How can we get vowel substring from a given string

Question

I want to get all vowel substrings from the given string. Given string is 'auiouxaeibaou', get substrings from the given string like [auiou,aei,aou].

Here I tried something like this, but not getting the exact output.

bool isVowel(char c) {
    return (c == 'a' || c == 'e' || c == 'i' || c == 'o' || c == 'u');
}

void substr(char str[], int low, int high)
{
    printf("%.*s \n\n ", high-low+1, (str+low));
}

int main(int argc, const char *argv[]) {

    char str[] = "aeixae";

    int length = strlen(str);

    int start_index = 0, end_index = 0;

    for (int x=0; x<length; x++) {
        char c  = str[x];
        if (isVowel(c) == false) {
            end_index = x;
            substr(str, start_index, end_index - 1 );
            start_index = end_index + 1;
        }

    }
    return 0;
}

Answer 1

For fun, here is a simple way to do it without substrings, just print vowels as they come and add newlines the first time you hit a consonant.

◆ Extracted information:

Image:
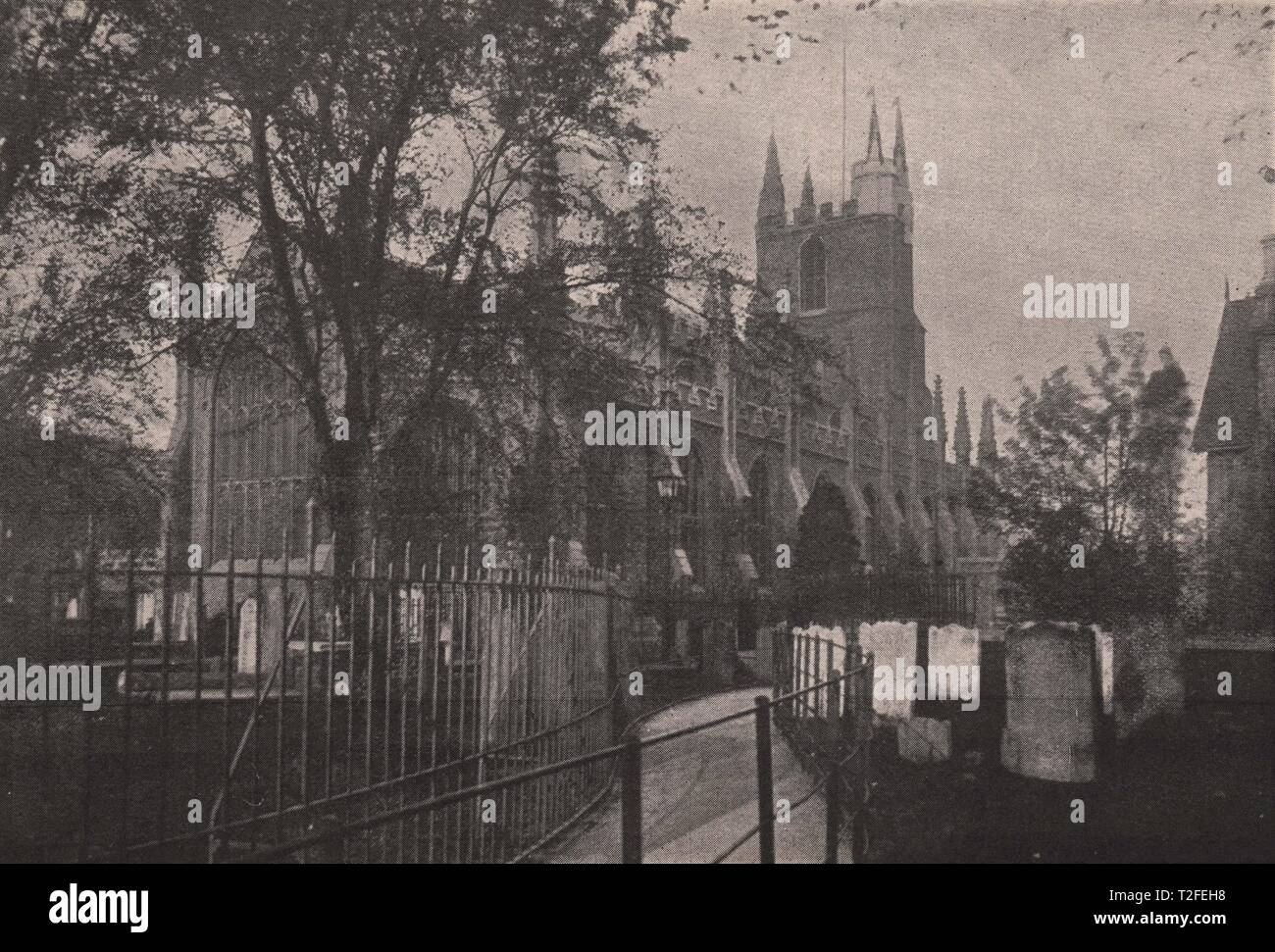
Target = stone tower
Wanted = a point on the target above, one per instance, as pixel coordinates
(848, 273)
---
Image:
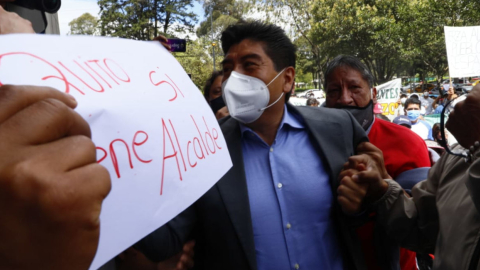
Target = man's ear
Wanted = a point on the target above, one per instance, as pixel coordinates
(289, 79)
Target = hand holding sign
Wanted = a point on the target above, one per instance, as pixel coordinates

◆ What you are asked to do:
Rewrite the post on vowel substrings, starting with "How can we get" and going on through "the exact output.", with "output" changed to "result". The records are separate from the post on vowel substrings.

◆ Solution to this exercise:
How can we get vowel substring from a given string

Question

I want to get all vowel substrings from the given string. Given string is 'auiouxaeibaou', get substrings from the given string like [auiou,aei,aou].

Here I tried something like this, but not getting the exact result.